• [Problem requirements]
Retype every entry exactly, character for character.

* begin Excerpted records *

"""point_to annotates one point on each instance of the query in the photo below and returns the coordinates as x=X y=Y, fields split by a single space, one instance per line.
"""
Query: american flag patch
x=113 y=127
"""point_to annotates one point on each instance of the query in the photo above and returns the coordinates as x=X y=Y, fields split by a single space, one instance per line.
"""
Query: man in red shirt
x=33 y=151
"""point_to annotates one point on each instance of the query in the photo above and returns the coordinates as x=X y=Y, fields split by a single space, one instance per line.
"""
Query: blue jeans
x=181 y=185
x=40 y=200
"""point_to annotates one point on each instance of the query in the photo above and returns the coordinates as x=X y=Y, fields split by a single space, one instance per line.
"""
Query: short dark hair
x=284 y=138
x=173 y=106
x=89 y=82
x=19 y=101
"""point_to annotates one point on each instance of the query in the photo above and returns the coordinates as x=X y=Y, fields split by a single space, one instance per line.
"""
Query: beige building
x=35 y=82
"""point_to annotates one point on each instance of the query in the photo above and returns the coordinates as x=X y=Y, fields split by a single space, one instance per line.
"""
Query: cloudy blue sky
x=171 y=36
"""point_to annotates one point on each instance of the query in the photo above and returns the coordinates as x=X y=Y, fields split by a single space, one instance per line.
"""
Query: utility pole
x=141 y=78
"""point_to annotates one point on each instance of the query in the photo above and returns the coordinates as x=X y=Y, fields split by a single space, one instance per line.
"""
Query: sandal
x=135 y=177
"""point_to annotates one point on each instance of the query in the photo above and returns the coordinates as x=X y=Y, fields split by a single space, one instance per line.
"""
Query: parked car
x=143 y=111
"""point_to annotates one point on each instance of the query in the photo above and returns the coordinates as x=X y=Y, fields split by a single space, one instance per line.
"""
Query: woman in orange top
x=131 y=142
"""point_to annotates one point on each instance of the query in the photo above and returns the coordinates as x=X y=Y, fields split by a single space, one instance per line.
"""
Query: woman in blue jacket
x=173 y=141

* end Excerpted records *

• [Result for this task]
"""point_to annotates one point on each instance of the query in the photo below and returns the coordinates as x=X y=Y, fields split by a single space, one instance per line.
"""
Query: american flag patch
x=113 y=127
"""point_to annotates one point on each instance of the query in the photo above and returns the coordinates as x=X y=Y, fields split by a single space, one instance per line.
"""
Query: man in red shirt
x=33 y=151
"""point_to annotates one point on each instance of the query in the photo above and returns the coordinates as x=X y=Y, fields split by a single space, one instance per line.
"""
Query: blue jeans
x=181 y=185
x=40 y=200
"""point_to annotates one point on each instance of the query in the photo above and returns the coordinates as x=X y=Y, fields split by a single space, one instance per line.
"""
Query: short dark hair
x=284 y=138
x=173 y=106
x=89 y=82
x=19 y=101
"""point_to annotates one point on each instance of the query in the photo above and returns the coordinates as x=X y=Y, fields split by a single space, one instance per line.
"""
Query: beige building
x=35 y=82
"""point_to annotates one point on each instance of the query in the photo above and returns the coordinates as x=X y=Y, fields split by a single space, one instance per line.
"""
Query: cloudy blue sky
x=171 y=36
"""point_to annotates one point on each instance of the query in the photo above and returns the coordinates as x=X y=Y, fields split by a single space, one instance per line.
"""
Query: utility pole
x=141 y=78
"""point_to annotates one point on each instance of the query in the photo above and returns the coordinates as x=X y=Y, fields split by a single space, one instance per line.
"""
Query: sandal
x=135 y=177
"""point_to annotates one point on each instance of the query in the photo above and returns the coordinates as x=X y=Y, fields split by a single space, one instance per line.
"""
Query: parked car
x=143 y=111
"""point_to annotates one point on each instance of the query in the photo above and returns the coordinates as x=X y=Y, fields split by a single space, one instance per line.
"""
Query: woman in orange top
x=131 y=142
"""point_to annotates one point on each instance of the query in the photo above and returns the coordinates as x=X y=Y, fields split by a single space, one instance per line.
"""
Query: woman in blue jacket
x=173 y=141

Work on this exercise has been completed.